*Task instructions*.
Print word for word the passage of the blog post on comics continuity between "Imaginary Stories" and "of their continuity.", inclusive.

*Study text*.
Tuesday, February 17, 2015

Imaginary Stories

As I write this DC Comics is once again planning an event called Convergence that will change, in some way or another, the nature of the continuity of its universe. This is only a little over three years since the launch of the New 52, which threw out (in my opinion anyway), seventy-five years of history and legacy. Over at Marvel Comics they are hyping their new Secret Wars event, and while the details of what this will eventually mean are vague it looks like Marvel will also be doing some restructuring of their continuity.

And, of course, the fans are losing their minds. Not everyone. A response I'm seeing a lot of is the eye-rolling, “here we go again” kind of exhaustion that goes along with these big events.

But that's not really what I want to talk about here. Not really. I've been through reboots and Crises and Zero Hours and Incursions enough to know that, in the world of Marvel and DC Comics, this too shall pass. What I want to talk about is the larger issue of the idea of “Continuity” in comics (and to a lesser degree in other media), and why it's so important to fans, and I want to do it in the context of my previous post about memory and recapitulation.

Segmentation mask data:
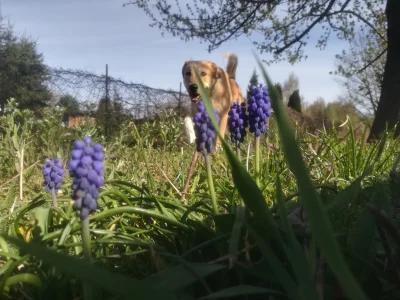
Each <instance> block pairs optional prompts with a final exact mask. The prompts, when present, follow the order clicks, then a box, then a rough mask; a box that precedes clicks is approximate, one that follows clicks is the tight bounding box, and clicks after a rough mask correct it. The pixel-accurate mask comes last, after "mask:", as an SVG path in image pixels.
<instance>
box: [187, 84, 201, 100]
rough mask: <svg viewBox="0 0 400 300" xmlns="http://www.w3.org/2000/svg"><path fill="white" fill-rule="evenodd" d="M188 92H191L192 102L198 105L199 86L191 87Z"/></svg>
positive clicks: (199, 97)
mask: <svg viewBox="0 0 400 300" xmlns="http://www.w3.org/2000/svg"><path fill="white" fill-rule="evenodd" d="M188 92H189V95H190V99H191V100H192V102H194V103H196V102H197V101H199V99H200V94H199V87H198V86H197V84H191V85H189V91H188Z"/></svg>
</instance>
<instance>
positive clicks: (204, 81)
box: [182, 61, 222, 103]
mask: <svg viewBox="0 0 400 300" xmlns="http://www.w3.org/2000/svg"><path fill="white" fill-rule="evenodd" d="M195 70H196V71H197V72H198V74H199V75H200V78H201V81H202V83H203V86H204V87H205V89H206V90H208V91H211V90H212V89H213V87H214V85H215V83H216V82H217V80H218V79H220V78H221V77H222V71H221V69H220V68H218V66H217V65H216V64H215V63H213V62H210V61H187V62H185V64H184V65H183V68H182V76H183V82H184V84H185V87H186V90H187V91H188V93H189V96H190V99H191V100H192V102H193V103H197V102H198V101H199V100H200V91H199V87H198V86H197V84H196V74H195V73H194V71H195Z"/></svg>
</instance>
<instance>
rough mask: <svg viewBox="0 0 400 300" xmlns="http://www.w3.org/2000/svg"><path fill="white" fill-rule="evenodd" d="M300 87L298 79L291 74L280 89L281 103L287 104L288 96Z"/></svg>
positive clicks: (289, 95) (287, 100) (291, 73)
mask: <svg viewBox="0 0 400 300" xmlns="http://www.w3.org/2000/svg"><path fill="white" fill-rule="evenodd" d="M299 87H300V83H299V78H298V77H297V76H296V75H295V74H294V73H293V72H292V73H290V74H289V77H288V79H286V80H285V82H284V83H283V87H282V97H283V101H285V102H288V101H289V97H290V95H292V94H293V92H294V91H295V90H298V89H299Z"/></svg>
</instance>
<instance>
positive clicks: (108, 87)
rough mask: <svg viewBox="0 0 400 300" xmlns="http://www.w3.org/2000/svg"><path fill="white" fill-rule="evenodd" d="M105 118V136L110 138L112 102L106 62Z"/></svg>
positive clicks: (104, 126) (107, 68)
mask: <svg viewBox="0 0 400 300" xmlns="http://www.w3.org/2000/svg"><path fill="white" fill-rule="evenodd" d="M105 102H106V103H105V116H104V117H105V118H104V131H105V136H106V138H107V139H108V134H109V132H108V131H109V130H108V129H109V128H108V124H109V102H110V95H109V86H108V64H106V101H105Z"/></svg>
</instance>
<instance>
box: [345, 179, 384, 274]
mask: <svg viewBox="0 0 400 300" xmlns="http://www.w3.org/2000/svg"><path fill="white" fill-rule="evenodd" d="M383 195H385V190H384V188H383V186H382V185H381V186H379V188H378V189H377V190H376V192H375V194H374V195H373V197H372V199H371V203H372V204H374V205H375V206H376V208H377V209H378V210H381V209H383V207H384V206H386V205H385V204H386V203H388V202H389V201H387V197H384V196H383ZM385 200H386V201H385ZM383 202H386V203H383ZM386 213H387V211H386ZM353 233H354V234H352V235H351V237H350V238H349V246H350V248H351V250H352V252H353V253H354V254H356V255H357V256H358V257H359V258H360V259H362V260H363V261H365V262H366V263H367V264H372V263H373V261H374V260H375V258H376V252H377V247H378V244H379V242H378V240H377V239H378V238H379V236H378V232H377V228H376V220H375V218H371V213H370V211H369V209H368V208H364V210H363V212H362V214H361V215H360V217H359V218H358V219H357V221H356V222H355V223H354V226H353ZM358 266H359V267H358V268H357V269H358V274H360V276H362V277H366V276H368V275H369V272H368V270H369V268H368V267H367V266H365V267H364V266H363V265H360V264H359V265H358Z"/></svg>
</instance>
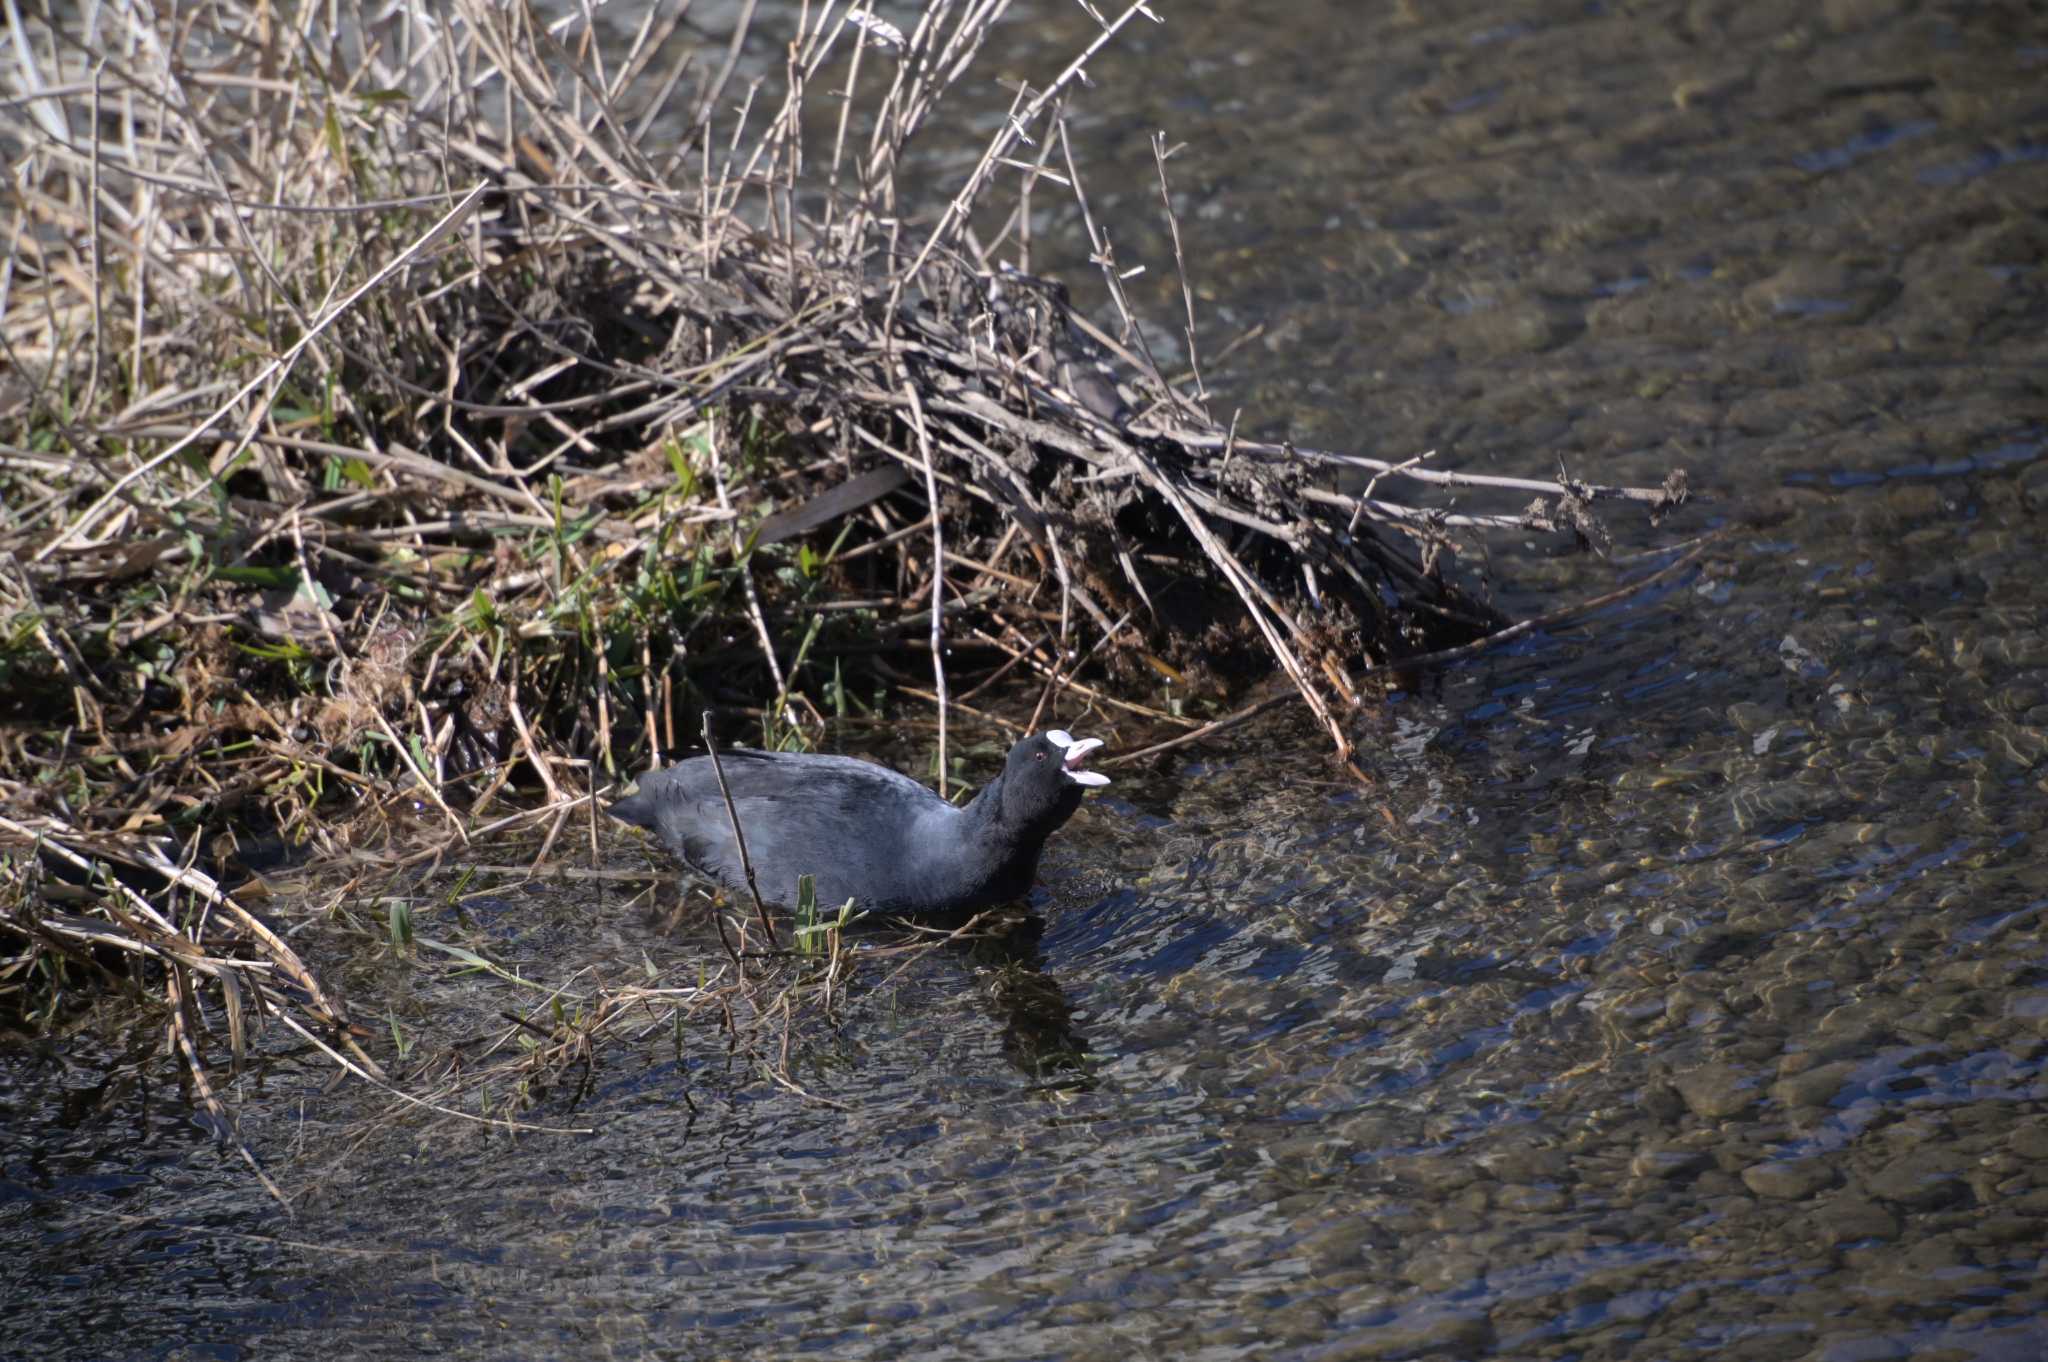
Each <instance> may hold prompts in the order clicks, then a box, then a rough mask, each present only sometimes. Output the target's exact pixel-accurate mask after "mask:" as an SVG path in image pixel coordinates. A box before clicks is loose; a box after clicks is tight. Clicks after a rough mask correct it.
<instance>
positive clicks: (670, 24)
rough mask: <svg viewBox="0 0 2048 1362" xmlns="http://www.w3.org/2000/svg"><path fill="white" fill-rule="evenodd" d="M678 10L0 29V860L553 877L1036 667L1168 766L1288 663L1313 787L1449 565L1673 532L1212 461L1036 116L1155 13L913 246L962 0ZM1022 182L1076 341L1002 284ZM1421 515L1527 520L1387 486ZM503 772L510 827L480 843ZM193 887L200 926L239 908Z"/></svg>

*Your response*.
Imaginary Stories

As I write this DC Comics is once again planning an event called Convergence that will change, in some way or another, the nature of the continuity of its universe. This is only a little over three years since the launch of the New 52, which threw out (in my opinion anyway), seventy-five years of history and legacy. Over at Marvel Comics they are hyping their new Secret Wars event, and while the details of what this will eventually mean are vague it looks like Marvel will also be doing some restructuring of their continuity.